BEGIN Entries supplied
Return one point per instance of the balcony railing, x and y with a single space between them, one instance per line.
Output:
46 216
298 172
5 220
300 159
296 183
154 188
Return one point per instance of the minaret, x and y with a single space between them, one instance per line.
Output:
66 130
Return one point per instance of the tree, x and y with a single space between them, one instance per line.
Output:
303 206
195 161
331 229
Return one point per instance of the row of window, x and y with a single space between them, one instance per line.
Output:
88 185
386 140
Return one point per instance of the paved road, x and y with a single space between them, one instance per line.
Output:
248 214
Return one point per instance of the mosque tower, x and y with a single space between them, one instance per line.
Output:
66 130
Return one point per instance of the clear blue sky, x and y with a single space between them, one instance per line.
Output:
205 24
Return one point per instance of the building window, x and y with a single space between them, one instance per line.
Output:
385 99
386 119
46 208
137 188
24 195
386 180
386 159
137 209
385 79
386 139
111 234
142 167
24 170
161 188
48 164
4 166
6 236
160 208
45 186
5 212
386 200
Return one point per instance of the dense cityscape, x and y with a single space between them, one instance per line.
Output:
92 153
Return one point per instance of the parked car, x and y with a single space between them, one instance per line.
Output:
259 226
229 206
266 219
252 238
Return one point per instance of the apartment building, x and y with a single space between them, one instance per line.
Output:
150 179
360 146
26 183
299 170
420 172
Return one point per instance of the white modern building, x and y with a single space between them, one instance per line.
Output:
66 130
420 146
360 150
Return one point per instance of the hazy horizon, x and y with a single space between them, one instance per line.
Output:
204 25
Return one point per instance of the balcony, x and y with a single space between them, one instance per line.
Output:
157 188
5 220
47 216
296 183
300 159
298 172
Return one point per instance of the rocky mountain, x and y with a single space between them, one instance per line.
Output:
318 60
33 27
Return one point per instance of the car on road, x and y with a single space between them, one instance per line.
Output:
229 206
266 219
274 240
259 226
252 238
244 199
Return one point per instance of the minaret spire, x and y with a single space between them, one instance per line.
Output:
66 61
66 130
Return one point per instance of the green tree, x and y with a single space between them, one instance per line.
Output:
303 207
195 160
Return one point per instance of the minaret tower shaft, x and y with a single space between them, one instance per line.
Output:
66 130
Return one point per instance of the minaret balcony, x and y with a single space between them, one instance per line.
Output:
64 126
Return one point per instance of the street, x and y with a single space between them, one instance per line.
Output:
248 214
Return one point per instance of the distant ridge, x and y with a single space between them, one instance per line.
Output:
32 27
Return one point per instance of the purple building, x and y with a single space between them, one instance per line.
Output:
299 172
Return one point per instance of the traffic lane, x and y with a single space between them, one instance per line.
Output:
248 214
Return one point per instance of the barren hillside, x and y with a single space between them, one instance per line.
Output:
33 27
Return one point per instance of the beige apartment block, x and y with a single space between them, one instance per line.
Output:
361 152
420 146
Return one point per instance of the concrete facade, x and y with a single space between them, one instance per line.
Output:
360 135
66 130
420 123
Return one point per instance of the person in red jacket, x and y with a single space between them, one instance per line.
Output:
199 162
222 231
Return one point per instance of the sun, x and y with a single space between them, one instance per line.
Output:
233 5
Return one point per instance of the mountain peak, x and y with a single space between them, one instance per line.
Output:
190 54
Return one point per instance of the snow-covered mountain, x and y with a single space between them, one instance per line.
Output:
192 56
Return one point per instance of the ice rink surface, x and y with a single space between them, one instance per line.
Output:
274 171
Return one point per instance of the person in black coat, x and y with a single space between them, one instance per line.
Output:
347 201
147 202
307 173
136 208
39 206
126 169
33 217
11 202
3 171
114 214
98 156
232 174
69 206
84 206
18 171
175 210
END Entries supplied
• **Activity**: Could you retype all of the records above exactly as they appear?

• **Response box**:
Return one point per instance of the balcony railing, x and y with a single space between them, one instance per line.
Output:
46 216
298 172
5 220
300 159
296 183
154 188
Return one point per instance of the minaret, x and y with a single space between them, one instance per line.
Output:
66 130
Return one point per instance of the tree, x and y with a single space between them, one instance per line.
Output:
303 206
195 161
331 229
Return one point per instance of the row of window, x and y with a single space between them, one instance per line.
Output:
88 185
386 140
Return one point per instance of the paved road, x and y with a single space between them, one instance per line.
Output:
248 214
Return one point per instance of the mosque tower, x and y with a single space between them, one instance per line.
Output:
66 130
Return one point per instance of the clear blue sky, x and y with a single space between them, one instance per line.
Output:
205 24
Return one point per instance of the building window, x and y with a single space between them, one instance per line.
Output:
385 99
386 119
46 208
137 188
24 195
386 180
386 159
137 209
385 79
386 139
111 234
142 167
24 170
161 188
48 164
4 166
6 236
160 208
45 186
5 212
386 200
Return one point per instance of the dense cityscape, x and y with a single space between them, one instance per line.
Output:
92 153
Return one point per instance of the parked car, x and y with a single space between them, one instance per line.
Output:
259 226
229 206
266 219
252 238
Return one point per instance of the apartment building, x and y with a single space between them, one instance per line.
Output:
150 179
360 146
26 183
299 170
420 172
Return one point per instance of the white modern building, x and y with a single space between them, one instance per line.
Output:
66 130
420 146
360 150
Return one point per instance of the hazy horizon, x and y with a single space between them, one instance per line.
Output:
204 25
Return one point per instance of the balcony, x and y with a single space between them, one instance per line.
Output:
157 188
5 220
47 216
296 183
300 159
298 172
Return one point per instance of the rocky mountain, x and y with a single space between them, one instance per line.
Output:
318 60
33 27
Return one point per instance of the car on road, x and y with a single space between them, one instance per line.
Output:
229 206
266 219
274 240
259 226
252 238
244 199
Return one point per instance of the minaret spire, x and y with a single space between them, one instance per line.
Output:
66 61
66 130
Return one point per instance of the green tree, x and y with a single space between them, one instance per line.
Output:
303 207
195 160
Return one point per instance of the minaret tower shaft, x and y with a single space between them, one instance per line.
Output:
66 130
Return one point per instance of the minaret balcony, x and y with a single space between them, one instance per line.
Output:
64 126
Return one point per instance of the street, x and y with a single space between them, one instance per line.
Output:
248 214
Return one point per instance of the distant ridge, x and y with a single space between them, one instance per line.
Output:
32 27
Return one point per instance of the purple building, x and y with a single space between them, one instance per line.
Output:
299 172
Return one point per instance of the traffic lane, x and y with a single space between them, one instance per line.
Output:
248 214
Return one point per instance of the barren hillside, x and y with a single space between them, one instance per line.
Output:
33 27
Return one point per instance of the beige apartment block, x and y with a single space between them, one instance per line.
Output:
361 152
420 146
Return one point per instance of the concrete facade, x and y with a single space between them, one instance per line.
Output:
360 135
66 130
420 123
Return one point per instance of the person in red jacket, x and y with a single space between them, one instance per line.
Output:
199 162
222 231
Return one point per instance of the sun, x and y with a single space between them, one instance per line.
Output:
233 5
Return one point per instance of the mountain peak, x and y with a single space between them, one instance per line.
Output:
190 54
Return one point per instance of the snow-covered mountain, x and y with a single space between them, one instance per line.
Output:
192 56
Return one point per instance of the ice rink surface, x and y with a single space between them, one instance per line.
Output:
274 171
Return one point per instance of the person in black coat, x and y with a single space between them, one instance per line.
Output:
347 201
147 202
307 173
136 208
39 206
126 169
33 217
11 202
3 171
114 214
98 156
232 174
69 206
84 206
18 171
175 210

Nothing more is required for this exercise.